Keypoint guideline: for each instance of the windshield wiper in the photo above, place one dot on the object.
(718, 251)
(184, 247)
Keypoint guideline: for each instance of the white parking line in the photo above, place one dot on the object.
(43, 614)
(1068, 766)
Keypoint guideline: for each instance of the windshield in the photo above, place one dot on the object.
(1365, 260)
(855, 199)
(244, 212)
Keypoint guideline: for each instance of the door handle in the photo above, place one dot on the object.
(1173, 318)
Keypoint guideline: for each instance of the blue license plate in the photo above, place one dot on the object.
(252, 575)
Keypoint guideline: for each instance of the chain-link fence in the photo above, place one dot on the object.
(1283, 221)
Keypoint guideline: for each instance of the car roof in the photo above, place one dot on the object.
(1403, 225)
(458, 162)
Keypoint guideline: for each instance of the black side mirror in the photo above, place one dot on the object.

**PROBLEM STATEMENT**
Arrange every line of the data above as a numbered list and omit any blank lines.

**REPLY TO THE EXERCISE**
1. Keypoint guideline: for each instance of the windshield wiper in the photo above, place one dot on the object.
2. (718, 251)
3. (184, 247)
4. Keypoint guideline: for each instance of the white parking line in the photo above, place one dot on the object.
5. (43, 614)
6. (1068, 766)
7. Keypoint guideline: for each instance of the windshield in the photo above, place one dot on the object.
8. (1365, 260)
9. (855, 199)
10. (244, 212)
11. Keypoint guideline: for each instance of the door handle in the photo above, place one dot on the object.
12. (1173, 318)
13. Keypoint guideline: for each instance of the blue license plate in the photo above, place one dot on the object.
14. (252, 575)
15. Keypoint guideline: for each instance of the chain-link fence in the photo above, place one dot on the object.
16. (1283, 221)
17. Keypoint guideline: for each instance of the car roof in the photo above, place one dot on the object.
18. (1403, 225)
19. (458, 162)
20. Keypoint guideline: for each instance of the black side mirror in the photo above, place one dot on the object.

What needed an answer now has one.